▸ Document passage:
----------

We are still in the midst of the COVID-19 pandemic. And with the delta variant spreading like wildfire, particularly in areas with low vaccination rates, governments worldwide are increasingly looking to drive up the number of people inoculated against the disease. But many also wonder whether those who are fully vaccinated are safe from this more contagious strain -- and whether they may need a booster shot (or a third dose) of one of the two leading vaccines on the market.
A few weeks ago, the U.S. Food and Drug Administration and the Centers for Disease Control and Prevention issued a joint statement agreeing that booster shots were not yet needed for those already inoculated. That may be the case for most people right now, but there are good reasons to think we'll eventually need booster shots. Moderna's (MRNA -3.52%) president, Stephen Hoge, made a strong case for this claim during the company's second-quarter earnings conference call.

----------

▸ Dataset content:

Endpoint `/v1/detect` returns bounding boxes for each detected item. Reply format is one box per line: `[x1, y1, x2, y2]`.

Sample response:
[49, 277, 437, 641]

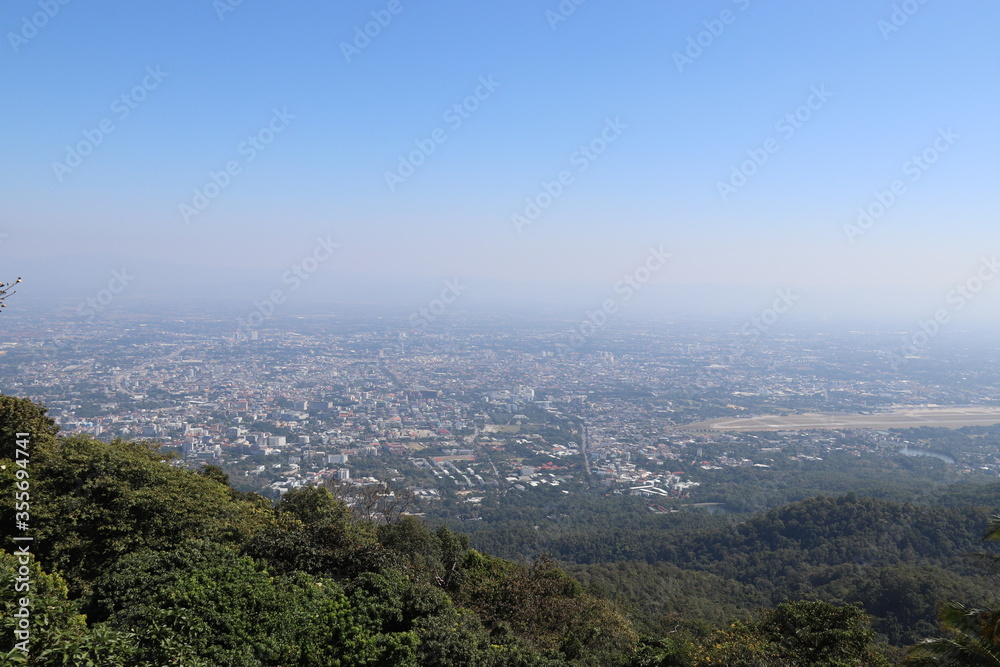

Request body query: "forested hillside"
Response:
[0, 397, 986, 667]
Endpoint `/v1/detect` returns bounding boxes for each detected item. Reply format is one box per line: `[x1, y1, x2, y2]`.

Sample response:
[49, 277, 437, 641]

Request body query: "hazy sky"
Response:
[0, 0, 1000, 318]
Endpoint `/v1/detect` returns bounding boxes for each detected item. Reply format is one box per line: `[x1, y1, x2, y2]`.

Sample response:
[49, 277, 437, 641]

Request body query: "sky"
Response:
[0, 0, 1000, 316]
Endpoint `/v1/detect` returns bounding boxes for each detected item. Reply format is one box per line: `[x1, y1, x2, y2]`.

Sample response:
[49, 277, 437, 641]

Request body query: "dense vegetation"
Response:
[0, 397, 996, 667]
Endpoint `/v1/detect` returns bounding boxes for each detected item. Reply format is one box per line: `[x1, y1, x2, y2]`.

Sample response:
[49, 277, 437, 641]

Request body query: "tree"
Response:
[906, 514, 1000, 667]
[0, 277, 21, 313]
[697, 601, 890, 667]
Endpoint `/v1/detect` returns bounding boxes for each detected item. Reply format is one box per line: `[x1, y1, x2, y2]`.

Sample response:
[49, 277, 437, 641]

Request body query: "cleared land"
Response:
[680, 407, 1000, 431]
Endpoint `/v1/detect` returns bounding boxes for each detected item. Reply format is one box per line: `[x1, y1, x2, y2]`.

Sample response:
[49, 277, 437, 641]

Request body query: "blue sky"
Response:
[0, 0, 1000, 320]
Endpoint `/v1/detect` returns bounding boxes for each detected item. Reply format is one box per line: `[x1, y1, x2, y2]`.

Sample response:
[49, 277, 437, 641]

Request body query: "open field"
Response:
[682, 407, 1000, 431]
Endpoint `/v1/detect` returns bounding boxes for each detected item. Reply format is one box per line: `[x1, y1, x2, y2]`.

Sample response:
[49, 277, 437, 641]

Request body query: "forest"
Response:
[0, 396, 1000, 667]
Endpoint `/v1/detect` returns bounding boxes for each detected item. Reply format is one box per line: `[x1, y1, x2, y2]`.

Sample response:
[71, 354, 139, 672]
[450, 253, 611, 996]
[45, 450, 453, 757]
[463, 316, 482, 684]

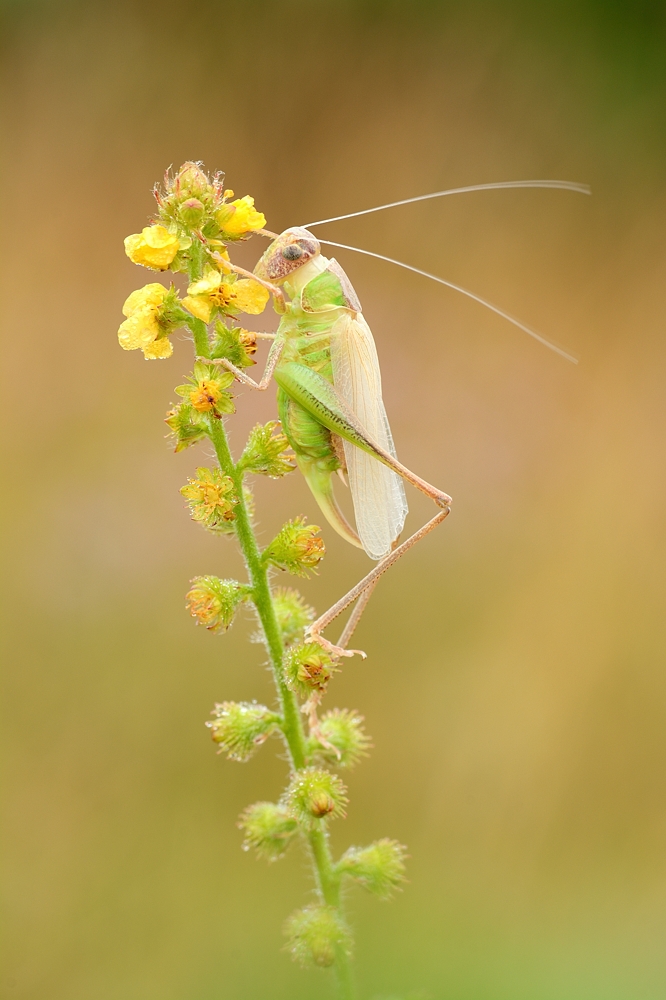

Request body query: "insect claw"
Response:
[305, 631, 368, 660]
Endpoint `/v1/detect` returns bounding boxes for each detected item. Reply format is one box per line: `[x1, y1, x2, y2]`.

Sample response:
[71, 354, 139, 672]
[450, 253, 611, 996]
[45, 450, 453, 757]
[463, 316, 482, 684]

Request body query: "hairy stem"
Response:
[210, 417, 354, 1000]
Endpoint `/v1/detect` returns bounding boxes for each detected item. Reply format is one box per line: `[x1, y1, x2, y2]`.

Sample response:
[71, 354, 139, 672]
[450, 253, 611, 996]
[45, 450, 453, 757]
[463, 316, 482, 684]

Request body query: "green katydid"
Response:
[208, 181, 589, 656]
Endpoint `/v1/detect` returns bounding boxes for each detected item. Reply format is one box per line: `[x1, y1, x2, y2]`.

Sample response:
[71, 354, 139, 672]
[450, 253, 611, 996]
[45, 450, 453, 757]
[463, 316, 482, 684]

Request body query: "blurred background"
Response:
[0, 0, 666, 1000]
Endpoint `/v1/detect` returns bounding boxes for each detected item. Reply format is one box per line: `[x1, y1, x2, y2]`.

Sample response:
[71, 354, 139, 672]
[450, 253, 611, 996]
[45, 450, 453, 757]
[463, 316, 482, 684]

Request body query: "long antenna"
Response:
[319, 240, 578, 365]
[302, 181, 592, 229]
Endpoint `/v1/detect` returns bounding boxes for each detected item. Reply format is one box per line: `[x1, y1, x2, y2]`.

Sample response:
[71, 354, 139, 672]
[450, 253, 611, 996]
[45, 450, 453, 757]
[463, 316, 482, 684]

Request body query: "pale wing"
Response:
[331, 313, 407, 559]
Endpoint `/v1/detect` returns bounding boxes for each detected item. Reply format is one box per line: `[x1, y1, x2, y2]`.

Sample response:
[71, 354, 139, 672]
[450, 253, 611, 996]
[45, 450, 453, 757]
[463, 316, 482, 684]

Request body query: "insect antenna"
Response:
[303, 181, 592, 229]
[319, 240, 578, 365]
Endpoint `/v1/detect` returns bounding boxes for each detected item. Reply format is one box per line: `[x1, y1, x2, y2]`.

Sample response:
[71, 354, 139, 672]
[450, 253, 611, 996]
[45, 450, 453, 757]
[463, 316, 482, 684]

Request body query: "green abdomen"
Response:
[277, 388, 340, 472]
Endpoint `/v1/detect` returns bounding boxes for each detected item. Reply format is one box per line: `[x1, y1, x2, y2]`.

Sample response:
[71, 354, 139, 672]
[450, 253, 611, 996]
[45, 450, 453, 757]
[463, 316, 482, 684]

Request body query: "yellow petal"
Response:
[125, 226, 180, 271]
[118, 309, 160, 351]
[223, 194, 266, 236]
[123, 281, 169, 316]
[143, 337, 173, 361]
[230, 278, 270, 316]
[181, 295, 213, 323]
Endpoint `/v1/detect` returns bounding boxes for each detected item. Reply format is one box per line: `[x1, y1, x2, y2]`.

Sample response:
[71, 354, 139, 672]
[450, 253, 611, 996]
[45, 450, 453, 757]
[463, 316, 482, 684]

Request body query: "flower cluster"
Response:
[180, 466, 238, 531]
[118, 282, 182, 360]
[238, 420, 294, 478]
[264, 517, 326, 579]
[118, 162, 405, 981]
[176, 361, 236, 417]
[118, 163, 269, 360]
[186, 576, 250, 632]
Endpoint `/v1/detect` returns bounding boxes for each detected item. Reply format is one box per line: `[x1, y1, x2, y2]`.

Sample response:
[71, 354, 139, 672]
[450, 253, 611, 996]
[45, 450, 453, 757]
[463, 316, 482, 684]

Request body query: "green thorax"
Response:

----------

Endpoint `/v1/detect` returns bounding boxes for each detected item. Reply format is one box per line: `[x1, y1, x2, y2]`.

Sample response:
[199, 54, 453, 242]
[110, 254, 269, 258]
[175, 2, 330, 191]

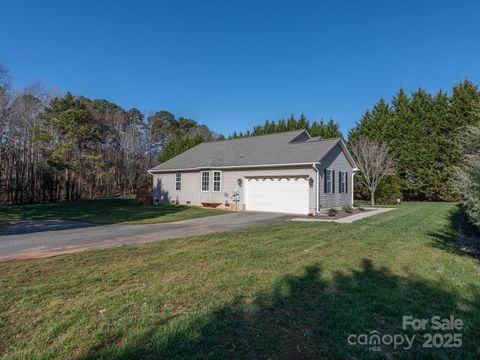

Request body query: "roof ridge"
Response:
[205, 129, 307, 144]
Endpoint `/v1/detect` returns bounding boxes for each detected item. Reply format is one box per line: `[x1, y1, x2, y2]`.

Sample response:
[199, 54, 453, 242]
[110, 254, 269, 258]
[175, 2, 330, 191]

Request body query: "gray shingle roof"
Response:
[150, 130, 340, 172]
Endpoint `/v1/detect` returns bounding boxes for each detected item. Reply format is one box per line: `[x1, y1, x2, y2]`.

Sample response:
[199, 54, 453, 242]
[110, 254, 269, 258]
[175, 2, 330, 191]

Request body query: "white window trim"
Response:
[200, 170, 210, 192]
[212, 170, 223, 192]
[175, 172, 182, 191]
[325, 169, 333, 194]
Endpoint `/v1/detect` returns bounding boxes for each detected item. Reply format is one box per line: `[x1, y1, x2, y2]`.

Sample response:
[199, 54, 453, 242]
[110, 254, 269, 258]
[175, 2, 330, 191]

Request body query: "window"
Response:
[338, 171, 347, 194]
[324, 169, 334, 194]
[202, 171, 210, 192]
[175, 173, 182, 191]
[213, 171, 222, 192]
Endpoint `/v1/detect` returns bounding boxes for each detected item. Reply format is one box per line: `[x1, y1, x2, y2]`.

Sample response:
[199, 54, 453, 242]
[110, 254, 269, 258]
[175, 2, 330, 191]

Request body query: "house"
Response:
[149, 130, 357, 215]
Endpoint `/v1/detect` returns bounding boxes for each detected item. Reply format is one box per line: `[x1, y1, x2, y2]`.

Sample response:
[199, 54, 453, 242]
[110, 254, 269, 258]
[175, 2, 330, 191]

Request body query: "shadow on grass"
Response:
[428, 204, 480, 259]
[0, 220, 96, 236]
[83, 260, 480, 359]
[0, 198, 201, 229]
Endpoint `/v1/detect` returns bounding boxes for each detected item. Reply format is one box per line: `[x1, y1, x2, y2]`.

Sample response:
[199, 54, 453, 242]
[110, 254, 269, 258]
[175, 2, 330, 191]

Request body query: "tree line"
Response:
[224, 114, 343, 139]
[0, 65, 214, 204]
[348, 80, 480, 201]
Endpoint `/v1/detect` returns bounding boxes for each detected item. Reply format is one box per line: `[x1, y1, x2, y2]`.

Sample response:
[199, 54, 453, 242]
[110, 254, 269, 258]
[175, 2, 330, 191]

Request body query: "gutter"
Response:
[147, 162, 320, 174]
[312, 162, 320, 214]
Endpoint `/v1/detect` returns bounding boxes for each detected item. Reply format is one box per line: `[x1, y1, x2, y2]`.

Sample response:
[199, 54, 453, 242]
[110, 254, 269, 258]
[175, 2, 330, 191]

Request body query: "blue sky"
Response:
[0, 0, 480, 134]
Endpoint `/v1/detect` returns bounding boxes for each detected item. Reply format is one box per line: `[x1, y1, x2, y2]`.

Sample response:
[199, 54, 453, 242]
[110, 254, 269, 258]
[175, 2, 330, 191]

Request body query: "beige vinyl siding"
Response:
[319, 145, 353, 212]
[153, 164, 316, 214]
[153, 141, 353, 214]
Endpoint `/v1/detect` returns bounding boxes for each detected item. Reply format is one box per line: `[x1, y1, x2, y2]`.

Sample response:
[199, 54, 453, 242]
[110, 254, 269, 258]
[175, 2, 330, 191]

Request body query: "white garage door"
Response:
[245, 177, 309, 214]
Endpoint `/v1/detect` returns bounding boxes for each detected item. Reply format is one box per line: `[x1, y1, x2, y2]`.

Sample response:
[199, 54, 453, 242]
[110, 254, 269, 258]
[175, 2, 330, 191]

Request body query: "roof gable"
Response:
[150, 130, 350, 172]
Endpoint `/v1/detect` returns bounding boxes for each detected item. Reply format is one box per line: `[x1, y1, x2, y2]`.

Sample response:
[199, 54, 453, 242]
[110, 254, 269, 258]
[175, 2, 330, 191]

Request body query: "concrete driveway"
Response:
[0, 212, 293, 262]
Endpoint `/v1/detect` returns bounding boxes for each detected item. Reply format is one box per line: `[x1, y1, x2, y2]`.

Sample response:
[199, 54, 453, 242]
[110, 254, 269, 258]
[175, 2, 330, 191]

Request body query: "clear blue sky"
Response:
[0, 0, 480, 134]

----------

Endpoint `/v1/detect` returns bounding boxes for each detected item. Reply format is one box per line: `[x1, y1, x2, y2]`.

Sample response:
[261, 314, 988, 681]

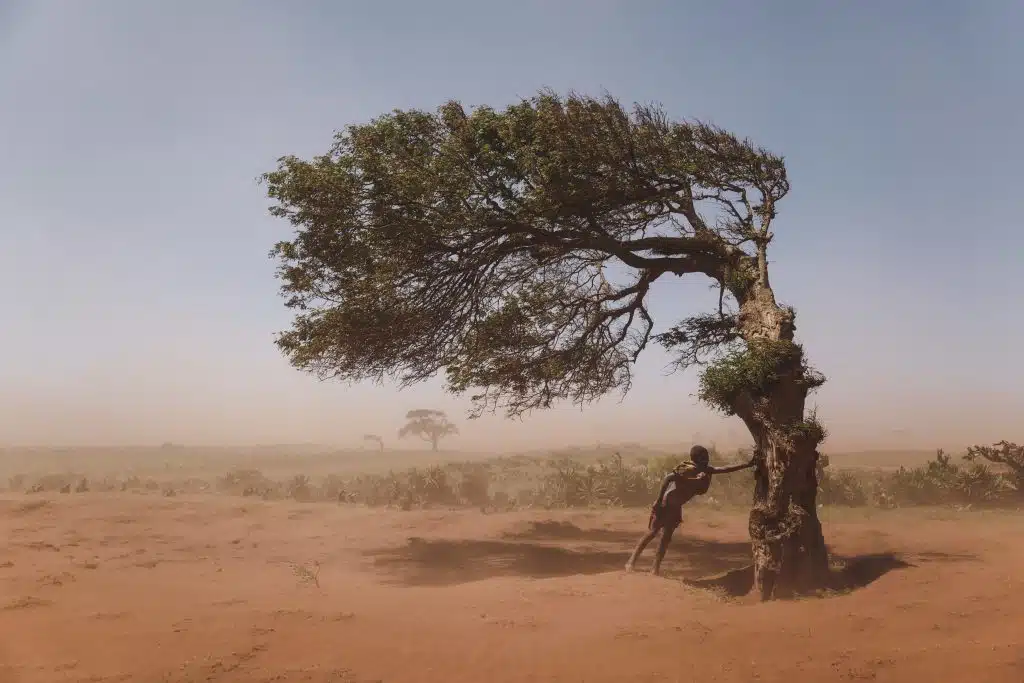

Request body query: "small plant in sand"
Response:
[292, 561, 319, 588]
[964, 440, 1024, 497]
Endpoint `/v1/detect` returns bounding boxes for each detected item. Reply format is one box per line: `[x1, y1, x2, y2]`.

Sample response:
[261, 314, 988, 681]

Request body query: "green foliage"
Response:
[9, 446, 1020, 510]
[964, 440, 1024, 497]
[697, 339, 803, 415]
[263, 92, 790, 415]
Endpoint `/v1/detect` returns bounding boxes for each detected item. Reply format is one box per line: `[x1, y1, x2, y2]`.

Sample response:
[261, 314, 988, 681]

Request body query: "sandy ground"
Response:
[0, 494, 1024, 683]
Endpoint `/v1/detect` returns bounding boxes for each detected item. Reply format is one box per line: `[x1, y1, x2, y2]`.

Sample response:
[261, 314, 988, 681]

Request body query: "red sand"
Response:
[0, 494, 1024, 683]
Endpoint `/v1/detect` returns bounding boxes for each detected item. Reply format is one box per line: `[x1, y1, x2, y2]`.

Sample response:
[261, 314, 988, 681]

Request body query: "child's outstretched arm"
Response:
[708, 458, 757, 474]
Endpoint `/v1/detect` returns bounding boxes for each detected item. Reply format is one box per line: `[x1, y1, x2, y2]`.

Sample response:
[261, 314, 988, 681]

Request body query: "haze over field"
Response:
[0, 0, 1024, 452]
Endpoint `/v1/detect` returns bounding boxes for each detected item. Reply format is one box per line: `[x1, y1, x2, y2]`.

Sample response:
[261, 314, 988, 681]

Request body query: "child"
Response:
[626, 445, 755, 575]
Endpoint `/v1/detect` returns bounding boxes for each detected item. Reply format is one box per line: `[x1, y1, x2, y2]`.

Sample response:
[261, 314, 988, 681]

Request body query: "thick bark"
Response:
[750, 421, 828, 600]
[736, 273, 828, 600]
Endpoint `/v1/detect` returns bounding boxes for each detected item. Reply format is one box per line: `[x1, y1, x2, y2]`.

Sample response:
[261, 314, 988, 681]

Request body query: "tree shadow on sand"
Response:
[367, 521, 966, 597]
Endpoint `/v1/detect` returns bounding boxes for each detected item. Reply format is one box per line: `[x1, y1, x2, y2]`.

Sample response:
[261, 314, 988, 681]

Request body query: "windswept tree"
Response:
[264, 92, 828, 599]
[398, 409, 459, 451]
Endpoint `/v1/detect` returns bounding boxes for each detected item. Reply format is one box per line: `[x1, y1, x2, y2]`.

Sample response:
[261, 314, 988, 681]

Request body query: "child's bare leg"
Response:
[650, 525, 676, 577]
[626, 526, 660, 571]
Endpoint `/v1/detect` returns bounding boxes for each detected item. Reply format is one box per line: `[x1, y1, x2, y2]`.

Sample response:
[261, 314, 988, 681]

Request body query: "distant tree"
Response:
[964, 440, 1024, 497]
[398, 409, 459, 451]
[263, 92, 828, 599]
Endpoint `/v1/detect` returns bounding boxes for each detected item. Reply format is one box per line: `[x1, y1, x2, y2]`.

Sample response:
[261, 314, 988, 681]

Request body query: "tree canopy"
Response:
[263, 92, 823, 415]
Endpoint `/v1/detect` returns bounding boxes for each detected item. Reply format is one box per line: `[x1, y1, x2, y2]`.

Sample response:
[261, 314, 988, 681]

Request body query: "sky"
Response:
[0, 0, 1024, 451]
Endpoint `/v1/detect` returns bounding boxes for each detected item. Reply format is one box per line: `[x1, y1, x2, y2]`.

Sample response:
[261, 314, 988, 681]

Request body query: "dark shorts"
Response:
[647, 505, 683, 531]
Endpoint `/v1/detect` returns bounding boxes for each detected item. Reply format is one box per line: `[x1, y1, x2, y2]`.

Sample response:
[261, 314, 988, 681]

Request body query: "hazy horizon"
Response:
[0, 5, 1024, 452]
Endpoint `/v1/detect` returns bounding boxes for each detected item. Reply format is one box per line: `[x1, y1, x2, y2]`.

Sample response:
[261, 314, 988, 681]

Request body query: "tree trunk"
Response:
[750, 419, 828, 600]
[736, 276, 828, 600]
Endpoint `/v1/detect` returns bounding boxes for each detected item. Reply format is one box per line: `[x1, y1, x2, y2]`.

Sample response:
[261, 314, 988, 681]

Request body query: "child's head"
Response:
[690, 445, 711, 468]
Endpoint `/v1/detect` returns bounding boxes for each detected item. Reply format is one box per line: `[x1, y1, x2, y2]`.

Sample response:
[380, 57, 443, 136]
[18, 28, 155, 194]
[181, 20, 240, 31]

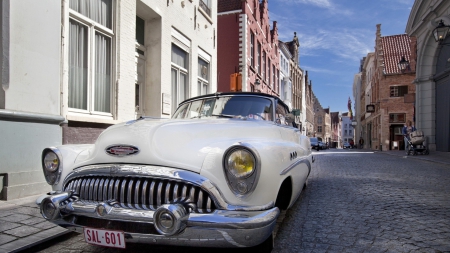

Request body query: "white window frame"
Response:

----------

▸ Assignment A: In the article on COVID-19 booster shots, who is named as Moderna's president?
▸ Assignment B: Write the next part of the article on COVID-19 booster shots, picking up after its final sentence.
The listing has no connection to the article on COVID-19 booster shots.

▸ Written response A: Stephen Hoge

▸ Written response B:
Let's look into what Hoge said, and what it could mean for Moderna and its shareholders.
Waning efficacy...and more
Moderna's COVID-19 vaccine, mRNA-1273, has been shown to remain 93.2% effective four to six months after the second dose. The company's original data pegged mRNA-1273's efficacy at 94.1%. These results are impressive, but they hardly tell the whole story. There are several dynamics at play that will eventually create a need for booster shots -- or so the argument goes.
It is worth quoting Hoge's reasoning at length: "We believe today that the increased force of infection that's resulting from the delta variant, fatigue with nonpharmaceutical interventions, and the seasonal effects of moving indoors will eventually lead to an increase in breakthrough infections in vaccinated individuals. In fact, there have been reports of that already."
Furthermore, Hoge believes that mRNA-1273's efficacy will eventually decline. He concludes: "Given this intersection between a rising force of infection and waning immunity, we believe a dose three of a booster will likely be necessary to keep us as safe as possible through the winter season in [the] Northern Hemisphere."
Hoge could hardly have been more clear. Let's decipher the financial implications of his statements -- assuming that he's correct.
More advance purchase agreements on the way?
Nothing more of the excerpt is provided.